▸ **Required work**: Write out the data exactly, please, and omit the pictures.

▸ **Record extracts**:

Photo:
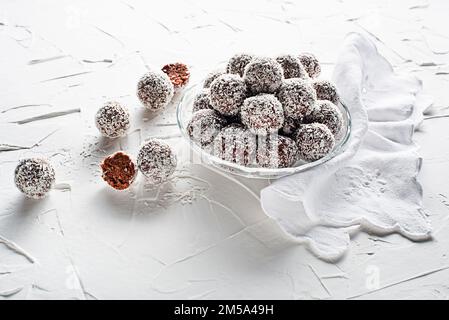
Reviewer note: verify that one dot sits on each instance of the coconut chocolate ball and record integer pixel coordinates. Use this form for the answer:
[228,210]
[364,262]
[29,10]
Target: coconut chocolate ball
[311,64]
[237,64]
[227,93]
[156,161]
[202,101]
[236,144]
[298,98]
[34,177]
[118,170]
[276,151]
[327,113]
[292,67]
[211,77]
[204,126]
[112,120]
[314,141]
[326,90]
[155,90]
[263,75]
[262,114]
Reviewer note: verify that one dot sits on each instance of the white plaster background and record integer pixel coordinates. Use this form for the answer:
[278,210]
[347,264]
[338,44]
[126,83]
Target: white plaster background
[203,234]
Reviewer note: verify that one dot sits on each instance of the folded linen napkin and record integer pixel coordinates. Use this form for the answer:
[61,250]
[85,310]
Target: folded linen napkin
[372,185]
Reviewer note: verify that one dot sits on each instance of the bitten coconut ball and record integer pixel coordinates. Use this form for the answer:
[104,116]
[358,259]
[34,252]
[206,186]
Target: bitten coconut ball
[263,75]
[292,67]
[262,114]
[112,120]
[326,90]
[118,170]
[34,177]
[156,161]
[227,93]
[311,64]
[202,101]
[327,113]
[236,144]
[155,90]
[276,151]
[237,64]
[298,98]
[314,141]
[204,126]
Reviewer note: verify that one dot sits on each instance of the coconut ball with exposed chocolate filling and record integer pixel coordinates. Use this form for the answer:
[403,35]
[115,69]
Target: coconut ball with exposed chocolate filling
[263,75]
[227,93]
[311,64]
[204,126]
[236,144]
[292,67]
[238,62]
[34,177]
[326,90]
[262,114]
[327,113]
[314,141]
[155,90]
[298,98]
[156,161]
[118,170]
[112,120]
[276,151]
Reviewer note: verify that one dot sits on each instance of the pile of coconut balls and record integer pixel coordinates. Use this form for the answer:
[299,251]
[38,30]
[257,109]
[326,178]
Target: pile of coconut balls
[267,112]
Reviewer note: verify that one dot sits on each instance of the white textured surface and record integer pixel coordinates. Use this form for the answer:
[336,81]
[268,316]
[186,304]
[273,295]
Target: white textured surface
[203,235]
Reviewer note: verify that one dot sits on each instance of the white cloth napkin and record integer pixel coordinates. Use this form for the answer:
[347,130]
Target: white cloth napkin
[372,186]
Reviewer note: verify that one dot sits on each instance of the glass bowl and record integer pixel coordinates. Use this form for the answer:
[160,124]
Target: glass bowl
[184,114]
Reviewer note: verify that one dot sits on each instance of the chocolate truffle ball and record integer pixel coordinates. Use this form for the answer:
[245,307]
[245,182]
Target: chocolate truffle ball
[263,75]
[276,151]
[34,177]
[236,144]
[204,126]
[298,98]
[262,114]
[227,93]
[292,67]
[155,90]
[326,90]
[112,120]
[211,77]
[327,113]
[156,161]
[314,141]
[237,64]
[311,64]
[119,170]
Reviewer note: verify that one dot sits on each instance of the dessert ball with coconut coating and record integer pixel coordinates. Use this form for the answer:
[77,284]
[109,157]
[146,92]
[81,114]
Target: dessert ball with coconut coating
[314,141]
[34,177]
[326,90]
[238,62]
[276,151]
[327,113]
[263,75]
[227,93]
[112,120]
[156,161]
[262,114]
[236,144]
[155,90]
[292,67]
[311,64]
[204,126]
[298,98]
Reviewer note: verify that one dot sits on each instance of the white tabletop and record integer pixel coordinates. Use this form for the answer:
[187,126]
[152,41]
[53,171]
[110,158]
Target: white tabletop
[203,234]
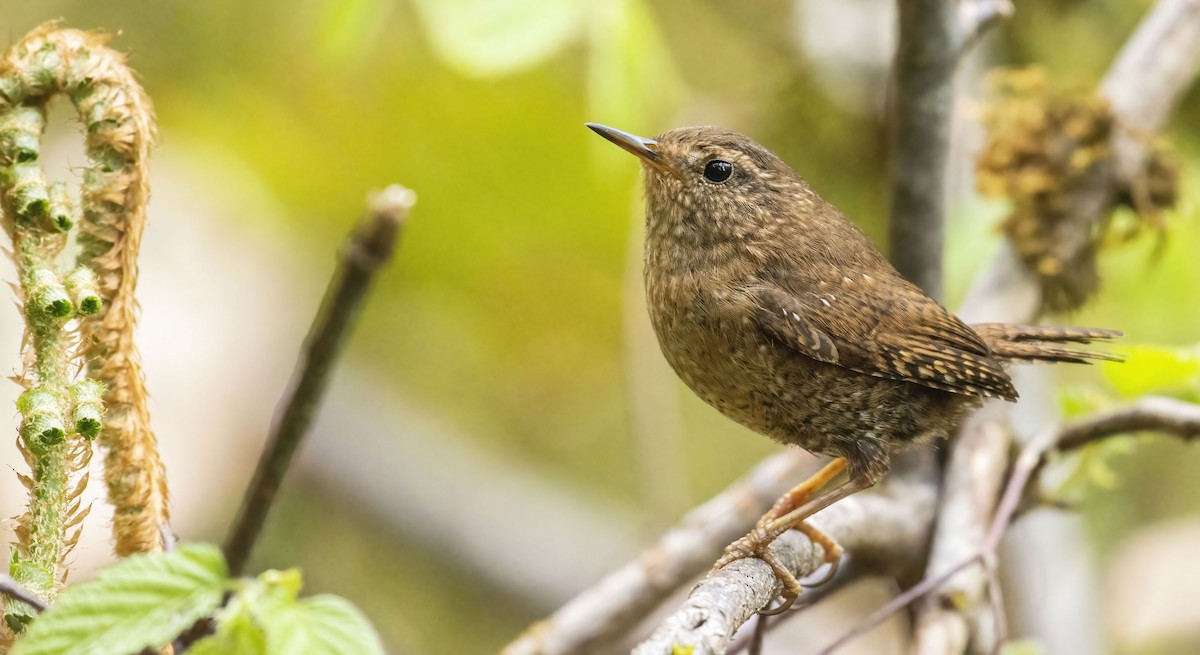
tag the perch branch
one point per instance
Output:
(1159, 61)
(1150, 414)
(367, 251)
(880, 528)
(976, 17)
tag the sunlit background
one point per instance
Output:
(502, 430)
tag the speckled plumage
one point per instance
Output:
(784, 316)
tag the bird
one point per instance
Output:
(778, 311)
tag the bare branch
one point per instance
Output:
(367, 251)
(876, 527)
(976, 470)
(976, 17)
(624, 598)
(1165, 415)
(1147, 414)
(1007, 292)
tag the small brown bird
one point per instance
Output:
(779, 312)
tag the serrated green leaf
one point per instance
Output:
(491, 37)
(235, 635)
(138, 602)
(321, 625)
(1153, 368)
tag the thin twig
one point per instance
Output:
(10, 588)
(369, 250)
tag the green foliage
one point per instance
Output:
(138, 602)
(319, 625)
(1023, 647)
(145, 601)
(491, 37)
(1155, 368)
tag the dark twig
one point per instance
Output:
(367, 251)
(924, 73)
(12, 589)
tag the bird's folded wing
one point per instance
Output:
(904, 335)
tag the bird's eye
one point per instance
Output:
(718, 170)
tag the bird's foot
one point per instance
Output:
(756, 545)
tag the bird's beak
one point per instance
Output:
(646, 149)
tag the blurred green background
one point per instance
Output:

▸ **Result for this task**:
Photo:
Reviewer note: verify that one dot sits on each instance of the coconut chocolate ball and record integer pixel coordinates. Use this form for the answer:
[228,210]
[364,262]
[29,10]
Target: coconut chocolate ball
[311,64]
[237,64]
[227,93]
[156,161]
[202,101]
[236,144]
[298,98]
[34,177]
[118,170]
[276,151]
[327,113]
[292,67]
[211,77]
[204,126]
[112,120]
[314,141]
[326,90]
[155,90]
[263,75]
[262,114]
Reviewer note: verify that one dot sits on each instance of the white plaster background and record integer pixel coordinates. Use this form for the answer:
[278,210]
[347,264]
[338,44]
[126,83]
Target: white plaster background
[203,234]
Reviewer note: verify that one dot sits on each instance of the folded linen napkin and record integer pixel coordinates. Use this form for the answer:
[61,250]
[85,310]
Target: folded linen napkin
[372,185]
Reviewer note: verify that one dot sits on each instance of the bitten coconut ball and record integer pixel coordinates. Use this form for the answer:
[104,116]
[358,259]
[34,252]
[206,186]
Target: bitten coconut ball
[263,75]
[292,67]
[262,114]
[112,120]
[326,90]
[118,170]
[34,177]
[156,161]
[227,93]
[311,64]
[202,101]
[327,113]
[236,144]
[155,90]
[276,151]
[237,64]
[298,98]
[314,141]
[204,126]
Reviewer note: verify that one dot sits on each instance of the coconut ball with exposed chocolate filling and record integer pixel coordinates. Use this form for the answer:
[403,35]
[115,69]
Target: coconut ball with exposed chocolate filling
[263,75]
[227,93]
[311,64]
[204,126]
[236,144]
[292,67]
[238,62]
[34,177]
[326,90]
[262,114]
[327,113]
[314,141]
[155,90]
[298,98]
[156,161]
[118,170]
[112,120]
[276,151]
Reviewer note: verify that one dot sits on each instance of the pile of coconut balls and record integer pixel coordinates. Use this form for the answer:
[299,251]
[38,30]
[257,109]
[326,178]
Target: pile of coconut balls
[267,112]
Reviewer note: verify that one dot sits on each instance of the white textured surface and record integer pixel coordinates. Use this form for the answer:
[336,81]
[268,316]
[186,304]
[273,295]
Target: white textured surface
[203,235]
Reviewer note: verify that one dot sits on each instance of the white cloth napkin and record integer pixel coordinates. Use this form for the answer:
[347,130]
Target: white cloth napkin
[372,186]
Reviewer note: verify that one dot sits on each instance of the glass bowl and record integer pixel coordinates. Use this form for the answer:
[160,124]
Target: glass bowl
[184,114]
Reviewer note: verify that one dot sits on each instance of the chocolate truffle ball and record integer pixel coordinates. Use this form for the answer:
[245,307]
[245,182]
Target: chocolate truffle ball
[263,75]
[276,151]
[34,177]
[236,144]
[204,126]
[298,98]
[262,114]
[227,93]
[292,67]
[155,90]
[326,90]
[112,120]
[211,77]
[327,113]
[156,161]
[314,141]
[237,64]
[311,64]
[119,170]
Reviewer note: verify that one dot sits on each instance of the dessert ball with coconut coating and record integer pixel coordinates. Use this form for the answer:
[77,284]
[109,157]
[146,92]
[81,114]
Target: dessert ball with coconut coating
[314,141]
[34,177]
[326,90]
[238,62]
[276,151]
[327,113]
[263,75]
[227,93]
[112,120]
[156,161]
[262,114]
[236,144]
[155,90]
[292,67]
[311,64]
[204,126]
[298,98]
Reviewer note: verify that one dot sits on each instance of the white tabletop and record integer pixel coordinates. Use this form for the answer:
[187,126]
[152,41]
[53,171]
[110,158]
Target: white tabletop
[203,234]
tag the perch branch
one point per instance
Output:
(1159, 61)
(1150, 414)
(367, 251)
(880, 528)
(976, 17)
tag the sunlit background
one point per instance
Output:
(502, 430)
tag the speckled plumage
one point per instance
Output:
(784, 316)
tag the bird
one point per instance
Output:
(778, 311)
tag the bare branch
one point per instance
Output:
(367, 251)
(876, 527)
(976, 470)
(976, 17)
(624, 598)
(1165, 415)
(1147, 414)
(1007, 292)
tag the small brown bird
one point per instance
Output:
(779, 312)
tag the serrated green leaf
one point per instance
Output:
(491, 37)
(235, 635)
(138, 602)
(321, 625)
(1153, 368)
tag the thin twig
one point per instance
Output:
(10, 588)
(369, 250)
tag the green foliage
one point per instance
Output:
(138, 602)
(319, 625)
(1023, 647)
(145, 601)
(491, 37)
(1155, 368)
tag the dark twig
one point per instance
Output:
(367, 251)
(924, 73)
(12, 589)
tag the bird's folded wing
one point per instance
Output:
(904, 335)
tag the bird's eye
one point per instance
Output:
(718, 170)
tag the bird's foot
one point per instance
Output:
(756, 545)
tag the bird's beak
one point per instance
Output:
(646, 149)
tag the blurred green background
one point per instance
Output:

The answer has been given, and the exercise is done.